YOUR GOAL »
Count the lines in the rows below that contain the word "tiled", matching case exactly, and give only the number.

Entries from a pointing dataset

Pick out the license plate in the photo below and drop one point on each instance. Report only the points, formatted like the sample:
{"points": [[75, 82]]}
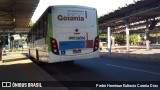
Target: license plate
{"points": [[77, 51]]}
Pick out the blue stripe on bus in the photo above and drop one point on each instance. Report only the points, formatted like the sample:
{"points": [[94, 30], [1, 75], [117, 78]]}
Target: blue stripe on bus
{"points": [[63, 45]]}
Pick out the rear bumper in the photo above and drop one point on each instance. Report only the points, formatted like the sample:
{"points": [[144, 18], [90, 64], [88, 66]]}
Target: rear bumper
{"points": [[95, 54]]}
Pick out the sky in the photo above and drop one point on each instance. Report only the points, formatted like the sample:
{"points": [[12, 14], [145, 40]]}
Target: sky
{"points": [[103, 6]]}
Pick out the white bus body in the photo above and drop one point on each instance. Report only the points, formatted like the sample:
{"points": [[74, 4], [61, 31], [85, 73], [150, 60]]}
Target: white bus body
{"points": [[72, 34]]}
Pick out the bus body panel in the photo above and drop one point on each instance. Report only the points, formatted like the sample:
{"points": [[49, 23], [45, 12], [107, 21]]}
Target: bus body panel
{"points": [[75, 29]]}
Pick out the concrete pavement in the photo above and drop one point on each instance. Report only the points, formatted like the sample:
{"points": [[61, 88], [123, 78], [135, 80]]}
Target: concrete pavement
{"points": [[138, 52]]}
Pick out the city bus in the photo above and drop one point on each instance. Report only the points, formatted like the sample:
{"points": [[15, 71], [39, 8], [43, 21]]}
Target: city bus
{"points": [[65, 33]]}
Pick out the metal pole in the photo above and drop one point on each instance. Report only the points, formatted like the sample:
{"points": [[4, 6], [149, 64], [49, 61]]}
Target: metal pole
{"points": [[109, 40], [127, 35]]}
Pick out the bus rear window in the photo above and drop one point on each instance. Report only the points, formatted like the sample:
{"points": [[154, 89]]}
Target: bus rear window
{"points": [[74, 17]]}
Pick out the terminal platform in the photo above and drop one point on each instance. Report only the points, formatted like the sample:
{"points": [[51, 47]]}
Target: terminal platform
{"points": [[18, 67]]}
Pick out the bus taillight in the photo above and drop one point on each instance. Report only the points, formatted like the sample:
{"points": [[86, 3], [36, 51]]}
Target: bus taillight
{"points": [[54, 46], [96, 44]]}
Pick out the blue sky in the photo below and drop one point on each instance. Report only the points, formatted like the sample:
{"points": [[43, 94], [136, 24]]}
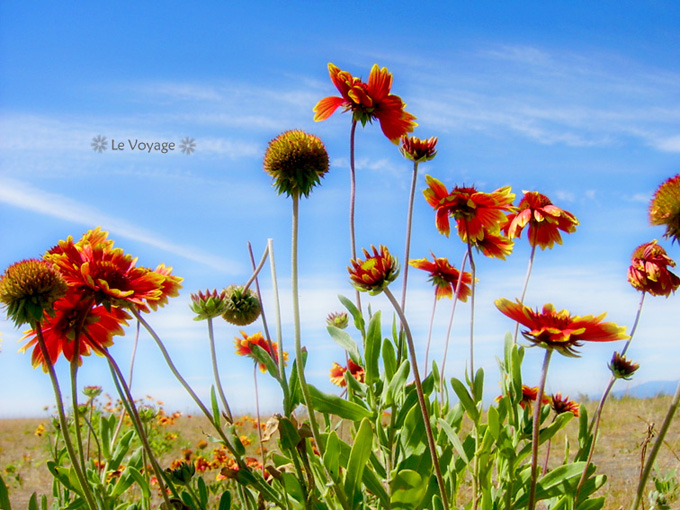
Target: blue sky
{"points": [[576, 100]]}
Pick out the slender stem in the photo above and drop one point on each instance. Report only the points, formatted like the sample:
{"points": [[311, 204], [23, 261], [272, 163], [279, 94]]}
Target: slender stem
{"points": [[216, 372], [62, 419], [352, 200], [525, 287], [421, 399], [407, 250], [536, 429], [635, 324], [472, 312], [450, 327], [257, 415], [129, 402], [429, 334], [257, 270]]}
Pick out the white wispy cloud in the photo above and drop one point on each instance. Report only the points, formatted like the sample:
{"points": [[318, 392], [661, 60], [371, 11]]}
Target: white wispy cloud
{"points": [[24, 196]]}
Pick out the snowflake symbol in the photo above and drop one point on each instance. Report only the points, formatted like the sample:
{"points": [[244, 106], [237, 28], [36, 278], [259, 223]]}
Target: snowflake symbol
{"points": [[188, 145], [99, 143]]}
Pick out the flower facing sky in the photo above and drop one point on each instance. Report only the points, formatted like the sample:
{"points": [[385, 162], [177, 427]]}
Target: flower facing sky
{"points": [[368, 101], [337, 373], [244, 347], [477, 214], [648, 271], [560, 330], [544, 219], [374, 273], [418, 150], [99, 325], [445, 277], [665, 207]]}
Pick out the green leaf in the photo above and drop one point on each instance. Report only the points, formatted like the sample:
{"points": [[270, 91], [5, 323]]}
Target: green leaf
{"points": [[465, 399], [225, 501], [331, 458], [389, 359], [408, 489], [332, 404], [342, 338], [215, 407], [372, 349], [354, 311], [4, 496], [358, 457]]}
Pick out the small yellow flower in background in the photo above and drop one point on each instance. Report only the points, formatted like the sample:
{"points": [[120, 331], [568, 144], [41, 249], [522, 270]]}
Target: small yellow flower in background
{"points": [[375, 273], [296, 161], [665, 207]]}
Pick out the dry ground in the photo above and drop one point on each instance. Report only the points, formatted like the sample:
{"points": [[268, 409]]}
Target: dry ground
{"points": [[625, 425]]}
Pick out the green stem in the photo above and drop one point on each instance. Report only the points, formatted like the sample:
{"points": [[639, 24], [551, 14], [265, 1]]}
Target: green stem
{"points": [[536, 430], [655, 449], [352, 200], [525, 287], [407, 250], [216, 372], [62, 420], [421, 399]]}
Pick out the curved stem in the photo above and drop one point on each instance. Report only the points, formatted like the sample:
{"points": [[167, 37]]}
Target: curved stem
{"points": [[407, 250], [62, 419], [450, 327], [421, 399], [536, 429], [525, 287], [655, 449], [352, 200], [216, 372]]}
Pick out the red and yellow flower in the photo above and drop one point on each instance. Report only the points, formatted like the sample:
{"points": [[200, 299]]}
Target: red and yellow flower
{"points": [[375, 273], [648, 271], [665, 207], [560, 330], [337, 373], [368, 101], [477, 214], [544, 219], [445, 277], [94, 328], [418, 150], [244, 347]]}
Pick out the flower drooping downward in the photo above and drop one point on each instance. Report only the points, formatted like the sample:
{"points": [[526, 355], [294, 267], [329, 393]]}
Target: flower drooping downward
{"points": [[445, 277], [296, 161], [560, 330], [544, 219], [368, 101], [375, 273], [665, 207], [28, 289], [648, 271]]}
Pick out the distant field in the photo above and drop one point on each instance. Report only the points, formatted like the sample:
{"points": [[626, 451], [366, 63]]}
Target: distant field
{"points": [[625, 425]]}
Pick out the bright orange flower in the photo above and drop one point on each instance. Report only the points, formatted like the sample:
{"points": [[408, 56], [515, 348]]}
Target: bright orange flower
{"points": [[244, 347], [59, 331], [93, 267], [665, 207], [648, 271], [418, 150], [563, 405], [375, 273], [560, 330], [545, 220], [337, 373], [368, 101], [477, 214], [444, 277]]}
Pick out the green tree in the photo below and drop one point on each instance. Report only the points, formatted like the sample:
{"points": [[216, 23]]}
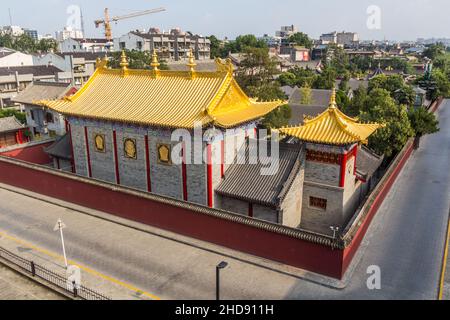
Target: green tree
{"points": [[382, 108], [301, 39], [326, 80], [423, 122], [434, 51], [256, 75], [306, 94], [9, 113], [216, 47]]}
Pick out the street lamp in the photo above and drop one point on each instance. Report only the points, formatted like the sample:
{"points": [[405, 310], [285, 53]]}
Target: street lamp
{"points": [[219, 267], [335, 231]]}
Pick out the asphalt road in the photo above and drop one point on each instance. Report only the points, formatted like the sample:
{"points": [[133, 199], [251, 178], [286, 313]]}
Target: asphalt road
{"points": [[406, 241]]}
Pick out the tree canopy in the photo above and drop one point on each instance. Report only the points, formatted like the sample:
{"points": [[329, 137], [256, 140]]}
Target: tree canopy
{"points": [[25, 43]]}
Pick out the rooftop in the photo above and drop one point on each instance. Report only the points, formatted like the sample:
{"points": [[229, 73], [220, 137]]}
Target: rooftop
{"points": [[10, 124], [34, 70], [42, 90], [172, 99], [245, 181], [332, 127]]}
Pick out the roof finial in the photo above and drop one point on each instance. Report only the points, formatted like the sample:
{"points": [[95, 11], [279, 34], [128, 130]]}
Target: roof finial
{"points": [[333, 103], [191, 64], [155, 64], [124, 61]]}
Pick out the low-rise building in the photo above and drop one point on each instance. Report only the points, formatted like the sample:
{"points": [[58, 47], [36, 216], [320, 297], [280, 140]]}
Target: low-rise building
{"points": [[44, 123], [72, 45], [11, 132], [13, 80], [171, 46], [13, 58]]}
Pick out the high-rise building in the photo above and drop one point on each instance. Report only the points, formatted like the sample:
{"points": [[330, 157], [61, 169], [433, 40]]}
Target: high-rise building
{"points": [[69, 32]]}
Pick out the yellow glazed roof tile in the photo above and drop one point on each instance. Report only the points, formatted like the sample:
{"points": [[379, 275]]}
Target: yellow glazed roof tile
{"points": [[163, 98], [333, 127]]}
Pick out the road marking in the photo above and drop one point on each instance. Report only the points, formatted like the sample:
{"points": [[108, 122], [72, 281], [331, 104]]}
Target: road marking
{"points": [[88, 270], [444, 264]]}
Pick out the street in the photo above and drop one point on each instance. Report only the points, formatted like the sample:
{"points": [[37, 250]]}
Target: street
{"points": [[406, 240]]}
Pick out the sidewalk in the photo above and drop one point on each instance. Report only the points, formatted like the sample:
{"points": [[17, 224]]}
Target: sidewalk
{"points": [[14, 286]]}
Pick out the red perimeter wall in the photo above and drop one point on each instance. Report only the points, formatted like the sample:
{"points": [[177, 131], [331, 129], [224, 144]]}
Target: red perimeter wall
{"points": [[241, 237], [34, 154]]}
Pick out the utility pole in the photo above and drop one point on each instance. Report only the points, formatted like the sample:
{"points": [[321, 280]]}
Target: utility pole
{"points": [[10, 17], [59, 226], [219, 267]]}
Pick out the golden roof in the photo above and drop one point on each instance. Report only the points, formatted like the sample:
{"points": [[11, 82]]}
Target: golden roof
{"points": [[171, 99], [333, 127]]}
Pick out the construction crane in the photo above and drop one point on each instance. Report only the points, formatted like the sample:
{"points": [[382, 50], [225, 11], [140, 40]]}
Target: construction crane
{"points": [[107, 20]]}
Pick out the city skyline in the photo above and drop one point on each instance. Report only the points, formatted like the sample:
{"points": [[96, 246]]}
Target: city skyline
{"points": [[397, 22]]}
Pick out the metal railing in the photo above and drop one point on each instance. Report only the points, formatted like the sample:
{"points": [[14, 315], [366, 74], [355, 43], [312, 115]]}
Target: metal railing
{"points": [[56, 279]]}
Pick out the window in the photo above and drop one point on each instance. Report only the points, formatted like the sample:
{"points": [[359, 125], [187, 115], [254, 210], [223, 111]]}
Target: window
{"points": [[318, 203], [164, 154], [99, 141], [49, 117], [129, 147]]}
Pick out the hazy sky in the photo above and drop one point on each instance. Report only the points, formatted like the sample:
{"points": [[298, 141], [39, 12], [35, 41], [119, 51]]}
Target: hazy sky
{"points": [[400, 19]]}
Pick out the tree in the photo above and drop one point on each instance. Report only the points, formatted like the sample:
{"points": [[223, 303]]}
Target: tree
{"points": [[9, 113], [326, 80], [278, 118], [301, 39], [357, 104], [434, 51], [423, 122], [380, 107], [398, 89], [306, 95], [255, 75]]}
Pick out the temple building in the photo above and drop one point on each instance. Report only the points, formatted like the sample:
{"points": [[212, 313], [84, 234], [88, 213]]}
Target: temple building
{"points": [[121, 126], [337, 168]]}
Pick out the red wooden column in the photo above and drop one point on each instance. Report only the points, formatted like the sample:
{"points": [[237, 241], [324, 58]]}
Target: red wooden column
{"points": [[116, 158], [147, 164], [222, 160], [344, 158], [355, 154], [88, 153], [184, 173], [209, 175], [69, 130]]}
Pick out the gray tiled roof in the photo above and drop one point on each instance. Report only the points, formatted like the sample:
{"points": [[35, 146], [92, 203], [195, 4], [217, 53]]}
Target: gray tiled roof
{"points": [[367, 162], [319, 97], [42, 91], [10, 124], [245, 181], [61, 148], [34, 70]]}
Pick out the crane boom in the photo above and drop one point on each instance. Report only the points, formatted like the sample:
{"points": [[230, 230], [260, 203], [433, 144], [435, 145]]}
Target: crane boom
{"points": [[107, 21], [138, 14]]}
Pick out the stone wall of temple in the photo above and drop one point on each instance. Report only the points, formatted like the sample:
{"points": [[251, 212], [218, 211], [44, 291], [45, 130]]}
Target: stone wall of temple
{"points": [[317, 219], [291, 206]]}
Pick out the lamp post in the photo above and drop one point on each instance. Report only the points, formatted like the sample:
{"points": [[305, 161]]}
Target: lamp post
{"points": [[335, 231], [219, 267]]}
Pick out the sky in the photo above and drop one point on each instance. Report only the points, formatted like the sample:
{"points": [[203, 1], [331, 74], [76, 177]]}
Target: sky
{"points": [[389, 19]]}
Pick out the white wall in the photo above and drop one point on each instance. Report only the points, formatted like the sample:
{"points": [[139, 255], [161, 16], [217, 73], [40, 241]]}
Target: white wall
{"points": [[16, 59]]}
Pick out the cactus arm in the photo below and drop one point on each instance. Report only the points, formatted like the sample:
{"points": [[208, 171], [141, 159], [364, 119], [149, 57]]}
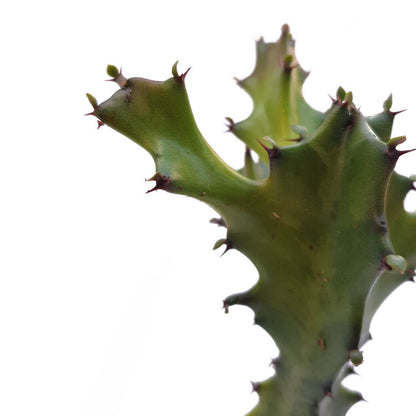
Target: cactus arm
{"points": [[275, 87], [310, 215], [185, 163]]}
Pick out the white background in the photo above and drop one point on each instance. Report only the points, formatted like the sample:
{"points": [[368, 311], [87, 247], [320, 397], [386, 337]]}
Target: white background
{"points": [[110, 299]]}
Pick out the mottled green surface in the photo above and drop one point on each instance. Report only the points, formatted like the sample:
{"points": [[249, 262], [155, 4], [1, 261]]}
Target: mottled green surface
{"points": [[310, 215]]}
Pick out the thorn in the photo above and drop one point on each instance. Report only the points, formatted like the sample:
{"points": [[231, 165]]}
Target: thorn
{"points": [[162, 182], [219, 221], [117, 76], [255, 386], [394, 113], [176, 76], [230, 124], [175, 70], [274, 362], [388, 103], [239, 82], [93, 101], [356, 357], [222, 241], [274, 151], [340, 94]]}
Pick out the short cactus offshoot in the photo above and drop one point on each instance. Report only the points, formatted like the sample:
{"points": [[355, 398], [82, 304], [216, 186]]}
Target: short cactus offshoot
{"points": [[320, 215]]}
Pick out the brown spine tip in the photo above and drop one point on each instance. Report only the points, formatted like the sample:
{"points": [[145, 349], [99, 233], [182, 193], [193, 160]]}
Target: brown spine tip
{"points": [[175, 73], [162, 182], [255, 386], [272, 152]]}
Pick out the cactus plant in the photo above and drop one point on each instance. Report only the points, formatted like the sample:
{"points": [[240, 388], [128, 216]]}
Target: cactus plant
{"points": [[320, 214]]}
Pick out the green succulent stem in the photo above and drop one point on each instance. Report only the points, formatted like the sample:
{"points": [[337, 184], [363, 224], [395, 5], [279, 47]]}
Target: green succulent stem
{"points": [[320, 215]]}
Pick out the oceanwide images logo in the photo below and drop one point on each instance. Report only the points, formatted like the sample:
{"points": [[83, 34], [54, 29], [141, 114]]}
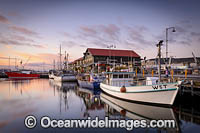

THE ANSWER »
2